Longer Looks: The Dangers To Manicurists; Tom Brokaw’s Battle With Cancer; Nurse Confessions
Each week, KHN finds interesting reads from around the Web.
The New York Times:
Perfect Nails, Poisoned Workers
[S]tories of illness and tragedy abound at nail salons across the country, of children born slow or “special,” of miscarriages and cancers, of coughs that will not go away and painful skin afflictions. The stories have become so common that older manicurists warn women of child-bearing age away from the business, with its potent brew of polishes, solvents, hardeners and glues that nail workers handle daily. A growing body of medical research shows a link between the chemicals that make nail and beauty products useful — the ingredients that make them chip-resistant and pliable, quick to dry and brightly colored, for example — and serious health problems. (Sarah Maslin Nir, 5/8)
The New Yorker:
Anatomy Of Error: A Surgeon Remembers His Mistakes
[Henry] Marsh, who is now sixty-five, is one of Britain’s foremost neurosurgeons. He is a senior consultant at St. George’s Hospital, in London, and he helped to pioneer a kind of surgery in which patients are kept awake, under local anesthesia, so that they can converse with their surgeons while they operate, allowing them to avoid damaging what neurosurgeons call “eloquent,” or useful, parts of the brain. Marsh has been the subject of two documentary films. Still, he writes, “As I approach the end of my career I feel an increasing obligation to bear witness to past mistakes I have made.” A few years ago, he prepared a lecture called “All My Worst Mistakes.” For months, he lay awake in the mornings, remembering the patients he had failed. “The more I thought about the past,” he recalls in his book, “the more mistakes rose to the surface, like poisonous methane stirred up from a stagnant pond.” (Joshua Rothman, 5/13)

### DIRECTIONS FOR THIS TASK
Could you reproduce the roundup word for word from "Longer Looks: The" to "around the Web."? The items aren't needed for anything here.

### PROVIDED INFORMATION
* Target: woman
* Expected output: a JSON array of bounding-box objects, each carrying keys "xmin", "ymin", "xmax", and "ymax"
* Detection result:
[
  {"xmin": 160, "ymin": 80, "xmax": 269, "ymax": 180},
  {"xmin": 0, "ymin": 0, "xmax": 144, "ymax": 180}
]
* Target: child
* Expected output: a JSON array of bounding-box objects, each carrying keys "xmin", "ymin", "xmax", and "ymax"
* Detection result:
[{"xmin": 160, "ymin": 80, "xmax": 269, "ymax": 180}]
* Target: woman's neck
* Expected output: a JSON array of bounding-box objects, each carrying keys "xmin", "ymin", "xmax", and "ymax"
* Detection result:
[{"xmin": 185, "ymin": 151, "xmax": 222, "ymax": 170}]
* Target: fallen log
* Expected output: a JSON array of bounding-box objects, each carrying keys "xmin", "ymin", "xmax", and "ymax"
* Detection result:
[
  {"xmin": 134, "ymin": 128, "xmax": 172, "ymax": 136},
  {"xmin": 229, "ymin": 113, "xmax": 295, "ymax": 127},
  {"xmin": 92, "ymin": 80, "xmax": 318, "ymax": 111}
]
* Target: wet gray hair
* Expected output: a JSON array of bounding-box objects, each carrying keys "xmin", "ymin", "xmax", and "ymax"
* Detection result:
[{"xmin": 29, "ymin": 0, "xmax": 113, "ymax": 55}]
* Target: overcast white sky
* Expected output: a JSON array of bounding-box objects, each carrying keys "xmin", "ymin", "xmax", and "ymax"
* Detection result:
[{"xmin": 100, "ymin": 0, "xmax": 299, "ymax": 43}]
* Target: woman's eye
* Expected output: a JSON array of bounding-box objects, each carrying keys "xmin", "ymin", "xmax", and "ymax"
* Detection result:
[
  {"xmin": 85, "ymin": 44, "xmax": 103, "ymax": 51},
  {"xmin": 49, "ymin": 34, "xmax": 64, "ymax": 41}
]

### SOLUTION TO THIS EXERCISE
Longer Looks: The Dangers To Manicurists; Tom Brokaw’s Battle With Cancer; Nurse Confessions
Each week, KHN finds interesting reads from around the Web.